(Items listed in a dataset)
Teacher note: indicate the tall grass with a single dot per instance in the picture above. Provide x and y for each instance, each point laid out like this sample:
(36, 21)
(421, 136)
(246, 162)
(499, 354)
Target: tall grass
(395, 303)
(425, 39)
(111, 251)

PROBLEM STATEMENT
Output every entry exactly as given.

TASK ANSWER
Teacher note: indicate the tall grass with a single dot per instance in the picture above. Provide x and y for each instance, each point laid out like this sample:
(36, 21)
(421, 136)
(246, 162)
(499, 354)
Target: tall grass
(395, 303)
(425, 39)
(111, 251)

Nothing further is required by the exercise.